§ Text excerpt
********

Exploring Nornir - Part Two

Aug 2, 2019 20:07 · 1837 words · 9 minute read technical nornir napalm

This post is the second in a series of posts in exploring the Nornir automation framework.
The first post can be found here.

Exploring Nornir - Part Two

In this post, we will explore a common automation problem prevalent across every environment - discovery and collection of network configuration and state.

********

§ About this task
Can you pull out the passage of the Nornir post starting at "In this post, we" and ending at "configuration and state.", copying it word for word?

********

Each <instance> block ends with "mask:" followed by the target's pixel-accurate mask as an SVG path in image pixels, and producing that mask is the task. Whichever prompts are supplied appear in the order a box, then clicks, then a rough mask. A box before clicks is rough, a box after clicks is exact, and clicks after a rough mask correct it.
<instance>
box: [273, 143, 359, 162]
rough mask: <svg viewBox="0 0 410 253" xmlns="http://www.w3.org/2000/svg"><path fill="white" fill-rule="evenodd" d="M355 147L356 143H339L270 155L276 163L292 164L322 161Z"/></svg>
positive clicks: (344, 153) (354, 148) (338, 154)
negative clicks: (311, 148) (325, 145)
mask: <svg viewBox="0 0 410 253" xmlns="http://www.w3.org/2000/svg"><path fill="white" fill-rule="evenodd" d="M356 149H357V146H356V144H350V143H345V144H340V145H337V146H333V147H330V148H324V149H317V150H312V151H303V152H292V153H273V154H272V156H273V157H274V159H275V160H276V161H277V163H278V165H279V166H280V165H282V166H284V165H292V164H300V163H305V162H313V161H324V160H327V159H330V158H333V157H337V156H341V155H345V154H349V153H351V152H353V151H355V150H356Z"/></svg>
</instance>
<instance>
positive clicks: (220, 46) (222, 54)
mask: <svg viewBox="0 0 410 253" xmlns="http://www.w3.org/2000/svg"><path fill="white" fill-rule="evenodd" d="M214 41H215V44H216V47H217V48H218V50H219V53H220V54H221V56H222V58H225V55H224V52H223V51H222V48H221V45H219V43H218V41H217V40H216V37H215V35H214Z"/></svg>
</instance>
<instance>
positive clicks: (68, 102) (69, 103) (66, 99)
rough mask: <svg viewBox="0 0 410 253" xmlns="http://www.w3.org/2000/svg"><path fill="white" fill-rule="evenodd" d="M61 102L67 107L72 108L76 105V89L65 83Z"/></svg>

********

§ Reply to the exercise
In this post, we will explore a common automation problem prevalent across every environment - discovery and collection of network configuration and state.